* **Task statement**
Collect from the data below each line with "wall".

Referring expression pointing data
##########
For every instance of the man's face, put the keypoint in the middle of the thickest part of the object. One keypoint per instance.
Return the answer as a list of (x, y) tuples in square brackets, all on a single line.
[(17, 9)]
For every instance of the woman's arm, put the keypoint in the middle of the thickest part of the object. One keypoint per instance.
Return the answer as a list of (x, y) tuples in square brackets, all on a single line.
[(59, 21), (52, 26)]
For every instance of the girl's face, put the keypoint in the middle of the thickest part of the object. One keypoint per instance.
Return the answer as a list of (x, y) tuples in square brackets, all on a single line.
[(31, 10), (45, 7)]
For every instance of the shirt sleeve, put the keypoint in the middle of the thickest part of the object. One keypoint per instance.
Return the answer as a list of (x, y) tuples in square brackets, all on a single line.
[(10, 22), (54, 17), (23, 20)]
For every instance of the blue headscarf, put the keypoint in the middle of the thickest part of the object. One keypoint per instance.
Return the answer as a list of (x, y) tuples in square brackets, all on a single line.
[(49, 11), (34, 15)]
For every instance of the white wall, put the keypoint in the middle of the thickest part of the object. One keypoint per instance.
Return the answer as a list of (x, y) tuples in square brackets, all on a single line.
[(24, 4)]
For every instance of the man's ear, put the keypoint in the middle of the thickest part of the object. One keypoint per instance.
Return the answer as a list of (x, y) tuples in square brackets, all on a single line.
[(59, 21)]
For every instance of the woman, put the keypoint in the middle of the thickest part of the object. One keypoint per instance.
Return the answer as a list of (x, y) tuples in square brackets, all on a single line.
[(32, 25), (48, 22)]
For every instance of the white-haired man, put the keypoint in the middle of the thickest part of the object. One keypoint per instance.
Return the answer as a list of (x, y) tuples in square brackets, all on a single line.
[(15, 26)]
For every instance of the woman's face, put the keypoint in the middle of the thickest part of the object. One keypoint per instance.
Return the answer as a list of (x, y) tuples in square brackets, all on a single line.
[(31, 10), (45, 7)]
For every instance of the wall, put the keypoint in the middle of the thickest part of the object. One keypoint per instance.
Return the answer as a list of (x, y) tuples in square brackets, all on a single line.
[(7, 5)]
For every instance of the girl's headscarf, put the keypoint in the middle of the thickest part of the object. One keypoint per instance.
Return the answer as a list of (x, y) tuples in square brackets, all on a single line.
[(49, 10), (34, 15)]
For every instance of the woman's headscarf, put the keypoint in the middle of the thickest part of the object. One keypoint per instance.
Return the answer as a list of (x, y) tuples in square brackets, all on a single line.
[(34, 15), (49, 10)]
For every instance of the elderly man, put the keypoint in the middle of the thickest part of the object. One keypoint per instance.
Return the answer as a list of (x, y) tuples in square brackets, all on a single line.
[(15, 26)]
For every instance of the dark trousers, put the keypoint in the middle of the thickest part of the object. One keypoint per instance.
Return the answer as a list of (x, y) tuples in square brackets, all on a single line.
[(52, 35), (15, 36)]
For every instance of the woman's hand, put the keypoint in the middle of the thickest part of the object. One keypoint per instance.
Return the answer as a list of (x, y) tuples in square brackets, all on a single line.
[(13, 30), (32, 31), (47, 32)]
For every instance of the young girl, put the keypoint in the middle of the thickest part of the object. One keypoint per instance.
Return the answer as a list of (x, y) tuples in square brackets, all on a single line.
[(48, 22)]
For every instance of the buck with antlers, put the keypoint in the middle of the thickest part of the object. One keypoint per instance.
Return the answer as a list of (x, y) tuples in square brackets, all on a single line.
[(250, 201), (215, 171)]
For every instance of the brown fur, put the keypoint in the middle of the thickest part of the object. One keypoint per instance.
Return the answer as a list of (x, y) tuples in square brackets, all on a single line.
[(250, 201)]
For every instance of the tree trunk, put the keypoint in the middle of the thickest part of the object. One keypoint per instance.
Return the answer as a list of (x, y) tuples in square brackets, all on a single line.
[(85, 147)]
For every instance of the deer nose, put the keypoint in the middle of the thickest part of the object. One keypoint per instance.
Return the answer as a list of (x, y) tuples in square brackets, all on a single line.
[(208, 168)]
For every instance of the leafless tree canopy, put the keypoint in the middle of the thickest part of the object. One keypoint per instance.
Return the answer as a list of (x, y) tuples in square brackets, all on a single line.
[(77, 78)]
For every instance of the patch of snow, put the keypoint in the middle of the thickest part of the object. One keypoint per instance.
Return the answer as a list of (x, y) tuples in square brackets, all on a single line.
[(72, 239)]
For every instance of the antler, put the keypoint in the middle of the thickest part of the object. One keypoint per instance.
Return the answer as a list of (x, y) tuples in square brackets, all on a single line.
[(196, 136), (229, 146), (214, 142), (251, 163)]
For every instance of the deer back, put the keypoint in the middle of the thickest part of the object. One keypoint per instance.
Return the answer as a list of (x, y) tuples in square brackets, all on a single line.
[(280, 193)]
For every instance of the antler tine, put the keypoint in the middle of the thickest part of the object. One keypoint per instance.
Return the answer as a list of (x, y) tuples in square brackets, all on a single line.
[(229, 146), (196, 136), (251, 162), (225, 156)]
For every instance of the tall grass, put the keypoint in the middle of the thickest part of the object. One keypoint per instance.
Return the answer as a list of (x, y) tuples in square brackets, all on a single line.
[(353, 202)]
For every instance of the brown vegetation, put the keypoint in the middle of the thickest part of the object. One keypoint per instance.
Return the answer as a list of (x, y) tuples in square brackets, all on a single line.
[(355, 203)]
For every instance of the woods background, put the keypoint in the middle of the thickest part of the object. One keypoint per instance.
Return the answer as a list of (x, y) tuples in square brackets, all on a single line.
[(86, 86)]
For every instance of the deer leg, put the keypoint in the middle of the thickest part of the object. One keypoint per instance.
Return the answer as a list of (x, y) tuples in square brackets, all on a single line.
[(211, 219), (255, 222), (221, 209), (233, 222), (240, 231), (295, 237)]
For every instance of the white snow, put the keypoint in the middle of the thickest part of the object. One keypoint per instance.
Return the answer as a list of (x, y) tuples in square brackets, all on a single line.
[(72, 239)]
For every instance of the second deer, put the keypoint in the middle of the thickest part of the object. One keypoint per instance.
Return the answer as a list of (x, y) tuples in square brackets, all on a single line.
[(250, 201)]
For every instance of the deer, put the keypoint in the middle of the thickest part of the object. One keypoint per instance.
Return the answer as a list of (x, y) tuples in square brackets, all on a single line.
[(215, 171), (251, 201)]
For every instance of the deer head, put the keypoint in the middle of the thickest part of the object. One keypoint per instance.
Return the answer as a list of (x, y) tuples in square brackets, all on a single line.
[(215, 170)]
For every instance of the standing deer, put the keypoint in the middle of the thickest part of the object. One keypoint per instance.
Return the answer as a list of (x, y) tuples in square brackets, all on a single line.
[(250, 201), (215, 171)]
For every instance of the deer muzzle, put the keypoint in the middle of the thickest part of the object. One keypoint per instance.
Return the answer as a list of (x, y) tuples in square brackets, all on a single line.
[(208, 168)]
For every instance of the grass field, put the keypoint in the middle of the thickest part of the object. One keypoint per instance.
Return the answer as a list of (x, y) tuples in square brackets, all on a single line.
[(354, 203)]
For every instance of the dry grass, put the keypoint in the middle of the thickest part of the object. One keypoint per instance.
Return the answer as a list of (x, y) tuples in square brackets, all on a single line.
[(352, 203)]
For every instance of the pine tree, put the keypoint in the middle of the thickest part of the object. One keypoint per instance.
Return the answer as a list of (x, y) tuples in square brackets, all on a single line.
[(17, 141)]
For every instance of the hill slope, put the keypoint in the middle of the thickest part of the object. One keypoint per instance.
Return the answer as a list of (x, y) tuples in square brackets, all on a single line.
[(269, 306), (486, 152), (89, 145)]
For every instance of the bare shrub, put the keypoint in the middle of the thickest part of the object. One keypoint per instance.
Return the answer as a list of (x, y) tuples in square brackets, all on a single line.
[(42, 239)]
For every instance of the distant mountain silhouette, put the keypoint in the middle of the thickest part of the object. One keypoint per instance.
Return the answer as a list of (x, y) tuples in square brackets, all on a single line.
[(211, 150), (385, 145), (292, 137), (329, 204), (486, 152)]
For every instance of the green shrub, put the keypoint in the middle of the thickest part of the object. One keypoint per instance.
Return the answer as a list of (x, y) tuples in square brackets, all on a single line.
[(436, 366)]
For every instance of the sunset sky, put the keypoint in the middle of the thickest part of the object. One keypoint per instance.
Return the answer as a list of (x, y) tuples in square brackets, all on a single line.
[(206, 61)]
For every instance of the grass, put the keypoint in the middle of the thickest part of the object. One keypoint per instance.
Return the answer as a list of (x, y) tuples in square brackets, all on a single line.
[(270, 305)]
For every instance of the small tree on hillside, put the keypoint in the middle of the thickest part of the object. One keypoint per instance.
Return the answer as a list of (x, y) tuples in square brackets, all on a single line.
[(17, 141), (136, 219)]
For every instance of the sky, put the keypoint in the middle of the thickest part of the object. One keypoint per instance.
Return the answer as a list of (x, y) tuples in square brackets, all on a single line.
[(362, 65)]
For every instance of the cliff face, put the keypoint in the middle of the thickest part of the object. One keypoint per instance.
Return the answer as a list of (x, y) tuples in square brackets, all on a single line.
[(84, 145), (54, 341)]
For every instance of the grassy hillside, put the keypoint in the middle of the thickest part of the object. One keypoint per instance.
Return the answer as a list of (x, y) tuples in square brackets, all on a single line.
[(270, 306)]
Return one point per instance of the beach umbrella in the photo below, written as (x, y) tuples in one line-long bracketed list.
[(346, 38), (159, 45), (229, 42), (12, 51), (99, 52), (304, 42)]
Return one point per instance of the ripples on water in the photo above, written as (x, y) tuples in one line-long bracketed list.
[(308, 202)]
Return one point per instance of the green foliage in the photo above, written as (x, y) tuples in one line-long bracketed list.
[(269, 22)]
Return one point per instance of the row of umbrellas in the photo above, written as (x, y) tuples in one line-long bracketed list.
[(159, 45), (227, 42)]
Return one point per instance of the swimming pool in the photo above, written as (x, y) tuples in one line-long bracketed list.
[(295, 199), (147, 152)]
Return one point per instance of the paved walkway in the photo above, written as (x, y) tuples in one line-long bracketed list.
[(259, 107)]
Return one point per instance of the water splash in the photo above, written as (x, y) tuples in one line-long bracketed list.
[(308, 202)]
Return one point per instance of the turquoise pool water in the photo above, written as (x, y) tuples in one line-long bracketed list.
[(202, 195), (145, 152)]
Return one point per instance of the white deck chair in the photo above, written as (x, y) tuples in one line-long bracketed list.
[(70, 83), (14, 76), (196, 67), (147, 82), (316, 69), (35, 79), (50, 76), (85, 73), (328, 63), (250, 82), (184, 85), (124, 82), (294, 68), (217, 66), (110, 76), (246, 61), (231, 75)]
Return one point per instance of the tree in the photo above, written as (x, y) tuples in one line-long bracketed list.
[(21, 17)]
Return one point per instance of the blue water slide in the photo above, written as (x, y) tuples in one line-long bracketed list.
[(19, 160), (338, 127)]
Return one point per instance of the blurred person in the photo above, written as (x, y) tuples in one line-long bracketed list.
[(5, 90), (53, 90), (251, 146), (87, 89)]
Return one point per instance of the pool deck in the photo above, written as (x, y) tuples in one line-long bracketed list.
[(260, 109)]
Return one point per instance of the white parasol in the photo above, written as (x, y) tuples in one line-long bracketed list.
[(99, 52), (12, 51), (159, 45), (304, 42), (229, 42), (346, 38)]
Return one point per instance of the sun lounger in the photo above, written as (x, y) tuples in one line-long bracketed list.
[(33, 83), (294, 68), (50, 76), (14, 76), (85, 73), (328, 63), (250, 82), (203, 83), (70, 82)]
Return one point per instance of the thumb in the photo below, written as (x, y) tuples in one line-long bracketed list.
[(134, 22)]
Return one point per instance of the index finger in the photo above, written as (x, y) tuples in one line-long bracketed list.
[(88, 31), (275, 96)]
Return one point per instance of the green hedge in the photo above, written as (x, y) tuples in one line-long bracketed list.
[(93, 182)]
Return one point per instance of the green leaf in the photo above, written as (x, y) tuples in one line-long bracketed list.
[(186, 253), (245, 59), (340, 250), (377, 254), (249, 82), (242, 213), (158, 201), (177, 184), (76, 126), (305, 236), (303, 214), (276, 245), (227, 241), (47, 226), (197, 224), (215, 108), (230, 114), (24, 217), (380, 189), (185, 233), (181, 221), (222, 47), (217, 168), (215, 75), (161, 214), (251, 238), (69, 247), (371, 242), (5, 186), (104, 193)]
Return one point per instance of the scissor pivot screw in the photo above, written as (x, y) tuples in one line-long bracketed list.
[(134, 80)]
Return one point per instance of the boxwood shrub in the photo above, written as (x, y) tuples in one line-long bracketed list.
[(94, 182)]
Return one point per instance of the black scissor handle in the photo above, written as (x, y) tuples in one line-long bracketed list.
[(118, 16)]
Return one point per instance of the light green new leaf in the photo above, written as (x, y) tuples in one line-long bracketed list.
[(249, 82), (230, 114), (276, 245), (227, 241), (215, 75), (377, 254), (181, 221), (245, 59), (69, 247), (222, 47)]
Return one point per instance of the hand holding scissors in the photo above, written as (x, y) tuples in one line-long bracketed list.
##########
* **Worked solution**
For every instance of the white wall, put the keypoint in the middle of the thickest part of the object. One keypoint per instance.
For every instance of the wall, put the keypoint in the middle of the thickest part of the object. One keypoint per instance.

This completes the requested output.